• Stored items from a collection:
● ● ● ● ●
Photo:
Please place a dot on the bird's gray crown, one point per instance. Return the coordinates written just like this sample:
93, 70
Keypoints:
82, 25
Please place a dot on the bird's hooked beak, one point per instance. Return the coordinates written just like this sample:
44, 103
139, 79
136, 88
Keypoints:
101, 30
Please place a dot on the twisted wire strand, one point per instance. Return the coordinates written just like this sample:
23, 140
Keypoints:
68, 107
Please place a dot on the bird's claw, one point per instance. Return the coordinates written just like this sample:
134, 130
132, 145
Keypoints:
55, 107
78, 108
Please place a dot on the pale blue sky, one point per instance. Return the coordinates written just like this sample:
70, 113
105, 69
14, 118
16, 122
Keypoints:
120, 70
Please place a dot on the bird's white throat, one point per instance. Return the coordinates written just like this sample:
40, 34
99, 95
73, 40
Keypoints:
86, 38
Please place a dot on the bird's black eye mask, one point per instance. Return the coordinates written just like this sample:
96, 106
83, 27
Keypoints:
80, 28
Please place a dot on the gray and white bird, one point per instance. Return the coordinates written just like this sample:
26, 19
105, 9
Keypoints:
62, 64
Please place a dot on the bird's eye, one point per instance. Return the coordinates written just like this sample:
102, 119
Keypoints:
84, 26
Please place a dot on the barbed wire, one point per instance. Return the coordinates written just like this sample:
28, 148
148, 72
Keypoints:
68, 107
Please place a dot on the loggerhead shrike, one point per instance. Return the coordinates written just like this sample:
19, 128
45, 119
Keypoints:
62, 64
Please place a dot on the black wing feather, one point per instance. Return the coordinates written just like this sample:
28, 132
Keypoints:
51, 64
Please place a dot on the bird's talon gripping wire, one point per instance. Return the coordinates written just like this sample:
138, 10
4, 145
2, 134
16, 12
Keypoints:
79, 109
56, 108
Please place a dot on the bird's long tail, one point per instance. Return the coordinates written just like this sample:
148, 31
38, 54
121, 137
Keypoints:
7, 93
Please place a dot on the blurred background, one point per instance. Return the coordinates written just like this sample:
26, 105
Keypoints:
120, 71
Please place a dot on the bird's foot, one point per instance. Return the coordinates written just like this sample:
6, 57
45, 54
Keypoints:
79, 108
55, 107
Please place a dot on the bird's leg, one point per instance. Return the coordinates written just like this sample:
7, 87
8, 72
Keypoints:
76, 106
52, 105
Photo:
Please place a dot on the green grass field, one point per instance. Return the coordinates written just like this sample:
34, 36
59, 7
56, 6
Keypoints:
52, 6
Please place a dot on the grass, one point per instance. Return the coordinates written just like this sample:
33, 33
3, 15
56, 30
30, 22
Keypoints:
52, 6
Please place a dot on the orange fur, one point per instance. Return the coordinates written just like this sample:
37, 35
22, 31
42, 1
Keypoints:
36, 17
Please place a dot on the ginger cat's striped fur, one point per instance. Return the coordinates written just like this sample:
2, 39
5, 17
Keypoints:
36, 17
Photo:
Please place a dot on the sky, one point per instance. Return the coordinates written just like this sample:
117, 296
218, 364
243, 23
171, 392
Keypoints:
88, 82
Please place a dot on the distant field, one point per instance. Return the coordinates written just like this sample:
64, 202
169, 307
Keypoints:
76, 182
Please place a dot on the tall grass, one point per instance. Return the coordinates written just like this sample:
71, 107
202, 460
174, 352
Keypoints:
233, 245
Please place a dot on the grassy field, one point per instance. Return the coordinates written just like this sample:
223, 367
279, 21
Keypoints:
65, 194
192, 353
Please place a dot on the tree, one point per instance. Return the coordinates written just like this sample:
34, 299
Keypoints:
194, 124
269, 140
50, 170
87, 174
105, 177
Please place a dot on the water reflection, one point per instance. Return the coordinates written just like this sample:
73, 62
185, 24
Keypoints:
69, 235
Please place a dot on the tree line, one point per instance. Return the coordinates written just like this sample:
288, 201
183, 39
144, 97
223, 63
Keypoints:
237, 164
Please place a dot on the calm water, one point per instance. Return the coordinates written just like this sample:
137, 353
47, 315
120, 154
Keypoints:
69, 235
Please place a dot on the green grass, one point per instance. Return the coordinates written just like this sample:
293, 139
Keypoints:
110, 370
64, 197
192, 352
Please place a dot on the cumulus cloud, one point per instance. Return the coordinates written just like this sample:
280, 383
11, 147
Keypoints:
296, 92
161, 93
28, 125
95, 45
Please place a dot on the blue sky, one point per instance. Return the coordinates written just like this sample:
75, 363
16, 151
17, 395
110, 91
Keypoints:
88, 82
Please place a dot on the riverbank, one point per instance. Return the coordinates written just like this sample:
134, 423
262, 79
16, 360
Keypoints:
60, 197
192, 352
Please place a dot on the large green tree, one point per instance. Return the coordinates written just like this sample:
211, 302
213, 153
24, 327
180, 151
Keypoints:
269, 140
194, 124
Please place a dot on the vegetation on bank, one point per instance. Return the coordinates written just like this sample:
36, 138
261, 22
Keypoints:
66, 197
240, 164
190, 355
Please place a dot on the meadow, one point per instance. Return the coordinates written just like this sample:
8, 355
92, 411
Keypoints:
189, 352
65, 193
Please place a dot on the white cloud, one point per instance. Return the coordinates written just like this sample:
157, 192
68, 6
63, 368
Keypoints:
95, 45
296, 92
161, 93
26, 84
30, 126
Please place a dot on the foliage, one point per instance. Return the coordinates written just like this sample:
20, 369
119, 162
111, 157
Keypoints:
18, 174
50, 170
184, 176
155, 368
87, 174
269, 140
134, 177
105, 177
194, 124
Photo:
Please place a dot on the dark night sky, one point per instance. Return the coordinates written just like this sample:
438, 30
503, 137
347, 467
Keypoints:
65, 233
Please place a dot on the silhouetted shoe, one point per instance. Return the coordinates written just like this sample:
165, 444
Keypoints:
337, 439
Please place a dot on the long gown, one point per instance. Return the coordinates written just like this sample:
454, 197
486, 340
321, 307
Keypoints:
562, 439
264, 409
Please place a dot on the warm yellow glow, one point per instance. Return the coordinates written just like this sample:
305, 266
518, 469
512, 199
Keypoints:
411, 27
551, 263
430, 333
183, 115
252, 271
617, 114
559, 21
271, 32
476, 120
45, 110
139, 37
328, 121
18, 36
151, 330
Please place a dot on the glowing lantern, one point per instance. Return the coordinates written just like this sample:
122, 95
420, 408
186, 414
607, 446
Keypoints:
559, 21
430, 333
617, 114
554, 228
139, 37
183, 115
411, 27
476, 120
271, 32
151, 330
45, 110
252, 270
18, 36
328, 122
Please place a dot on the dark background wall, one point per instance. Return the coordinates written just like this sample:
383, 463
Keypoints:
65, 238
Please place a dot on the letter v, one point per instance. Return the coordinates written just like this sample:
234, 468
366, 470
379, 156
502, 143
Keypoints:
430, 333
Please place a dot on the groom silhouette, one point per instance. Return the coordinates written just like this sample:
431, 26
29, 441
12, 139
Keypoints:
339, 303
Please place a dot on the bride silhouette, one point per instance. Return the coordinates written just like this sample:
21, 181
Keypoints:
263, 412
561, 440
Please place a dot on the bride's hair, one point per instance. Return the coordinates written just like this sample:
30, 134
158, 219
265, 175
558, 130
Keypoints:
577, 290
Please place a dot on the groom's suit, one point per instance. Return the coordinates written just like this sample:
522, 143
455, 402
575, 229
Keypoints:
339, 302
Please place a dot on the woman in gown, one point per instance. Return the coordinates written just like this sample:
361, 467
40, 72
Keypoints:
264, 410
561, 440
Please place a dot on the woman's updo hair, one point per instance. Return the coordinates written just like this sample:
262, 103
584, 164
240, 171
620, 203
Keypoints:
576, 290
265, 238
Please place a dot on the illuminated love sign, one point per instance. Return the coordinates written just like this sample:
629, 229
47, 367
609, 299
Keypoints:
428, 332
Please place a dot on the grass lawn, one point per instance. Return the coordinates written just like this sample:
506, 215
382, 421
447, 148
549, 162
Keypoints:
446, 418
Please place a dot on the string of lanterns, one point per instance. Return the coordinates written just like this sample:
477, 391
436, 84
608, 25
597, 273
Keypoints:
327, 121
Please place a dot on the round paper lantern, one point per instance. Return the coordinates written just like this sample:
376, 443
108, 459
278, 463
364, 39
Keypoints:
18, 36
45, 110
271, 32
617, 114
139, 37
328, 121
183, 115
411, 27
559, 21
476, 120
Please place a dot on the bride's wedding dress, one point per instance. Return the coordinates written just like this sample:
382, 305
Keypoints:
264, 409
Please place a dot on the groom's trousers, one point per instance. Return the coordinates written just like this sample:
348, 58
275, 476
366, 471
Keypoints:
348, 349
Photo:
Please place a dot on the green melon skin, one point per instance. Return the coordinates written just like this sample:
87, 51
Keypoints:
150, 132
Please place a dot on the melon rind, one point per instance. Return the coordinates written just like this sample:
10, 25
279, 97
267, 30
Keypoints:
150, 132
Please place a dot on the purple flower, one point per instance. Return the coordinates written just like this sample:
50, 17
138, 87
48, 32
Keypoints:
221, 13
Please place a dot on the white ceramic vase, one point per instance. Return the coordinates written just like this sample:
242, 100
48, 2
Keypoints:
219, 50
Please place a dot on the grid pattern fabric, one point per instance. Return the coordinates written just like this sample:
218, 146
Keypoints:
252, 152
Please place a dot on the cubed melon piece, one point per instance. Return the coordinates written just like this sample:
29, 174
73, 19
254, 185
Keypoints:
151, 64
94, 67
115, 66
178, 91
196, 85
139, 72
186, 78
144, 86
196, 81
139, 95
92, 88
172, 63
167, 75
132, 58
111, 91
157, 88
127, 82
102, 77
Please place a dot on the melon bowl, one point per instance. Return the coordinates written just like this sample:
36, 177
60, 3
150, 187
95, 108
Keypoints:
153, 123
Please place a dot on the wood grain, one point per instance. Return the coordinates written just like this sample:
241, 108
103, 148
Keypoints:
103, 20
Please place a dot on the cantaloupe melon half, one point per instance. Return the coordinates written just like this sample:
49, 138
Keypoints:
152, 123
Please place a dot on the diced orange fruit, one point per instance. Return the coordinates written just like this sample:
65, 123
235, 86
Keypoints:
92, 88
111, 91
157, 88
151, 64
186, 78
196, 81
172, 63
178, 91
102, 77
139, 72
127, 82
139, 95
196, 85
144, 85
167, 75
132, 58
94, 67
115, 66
● ● ● ● ●
• PROBLEM DETAILS:
Filter the entries down to the lines holding the string "tree". Copy each of those lines.

• EXERCISE RESPONSE:
Please place a dot on the tree, one point per instance. Return the coordinates written just like this sample:
Please place a dot on the tree line, one point per instance. Return the coordinates written just like this sample:
Please place a dot on the large green tree, one point per instance. Return the coordinates written just like this sample:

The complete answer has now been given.